==== Selected passage ====

That ashen, pasty, chalkiness you mention is often the function of mis-using titanium, which is about as opaque as oil paint ever gets. I think a lot of people painting don't even know this difference in the properties of whites.

As for questioning whether admixtures of other materials or pigments would obviate a "natural" brittleness of zinc white, that would be a possibility. Think of asphalt as a metaphor for paint. The tar is the "vehicle", the gravel is the "pigment". If zinc white results in a "naturally brittle" paint film (I doubt that) it would be owing to a chemical reaction between the pigment stuff and the vehicle. It could make certain grades or methods of manufacturing zinc oxide suspect. "Cutting" the zinc content would reduce such a reaction. Possible example would be Weber's "Permalba" which is a zinc mix first marketed in the early 1920's. If it were not reasonably archival, 80+ years is plenty long to determine that. I have several paintings pushing 70 painted with Permalba that are not cracking.

As for the Pre-Raphs, it's my understanding they liked to paint wet-in-wet, full color into a layer of zinc white . . . did the methodology circumvent the "nature" of zinc to crack . . . ?? I'll have to do a little reading, but my impression is the Raphs, like most painters, used a variety of substrates. Of course a rigid support will lessen the possibility of brittle films cracking due to movement in any case, and eventually, ALL oil paint films will be brittle as glass.

The article makes it sound as if there are no variables, nor mitigating circumstances. There is no material that cannot be mis-used to failure, just as there is no material that can safely be identified in all its manifestations of quality and sources generically. Quoth the maven, "What's the score?"

==== Dataset ====

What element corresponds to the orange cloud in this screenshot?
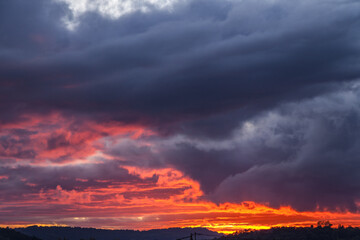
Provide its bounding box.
[1,167,360,233]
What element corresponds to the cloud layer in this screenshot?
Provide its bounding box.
[0,0,360,231]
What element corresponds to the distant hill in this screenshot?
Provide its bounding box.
[219,227,360,240]
[16,226,221,240]
[0,228,40,240]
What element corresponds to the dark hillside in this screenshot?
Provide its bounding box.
[0,228,40,240]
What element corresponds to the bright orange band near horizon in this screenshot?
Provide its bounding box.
[0,114,360,233]
[1,167,360,234]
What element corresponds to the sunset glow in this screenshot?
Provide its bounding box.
[0,0,360,234]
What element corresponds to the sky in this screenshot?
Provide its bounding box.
[0,0,360,233]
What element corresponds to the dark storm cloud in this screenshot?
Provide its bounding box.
[0,1,359,129]
[0,0,360,211]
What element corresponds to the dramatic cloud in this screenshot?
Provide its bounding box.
[0,0,360,231]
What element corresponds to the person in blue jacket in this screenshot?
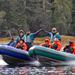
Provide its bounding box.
[45,27,61,42]
[7,37,16,47]
[16,29,42,49]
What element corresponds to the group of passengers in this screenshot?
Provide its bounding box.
[8,27,75,54]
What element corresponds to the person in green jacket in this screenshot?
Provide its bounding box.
[44,27,61,42]
[16,29,42,49]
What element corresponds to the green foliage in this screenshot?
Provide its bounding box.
[52,0,72,33]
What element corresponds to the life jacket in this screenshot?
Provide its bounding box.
[16,43,28,50]
[41,43,52,48]
[53,41,62,51]
[63,45,74,53]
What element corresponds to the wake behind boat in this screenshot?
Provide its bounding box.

====

▶ _Exercise requirements_:
• a. According to the passage on zinc white, when was Weber's Permalba first marketed?
• b. In the passage on zinc white, list every word or phrase that appears inside quotation marks.

▶ _Results by task_:
• a. In the early 1920s.

• b.
- natural
- vehicle
- pigment
- naturally brittle
- Cutting
- Permalba
- nature
- What's the score?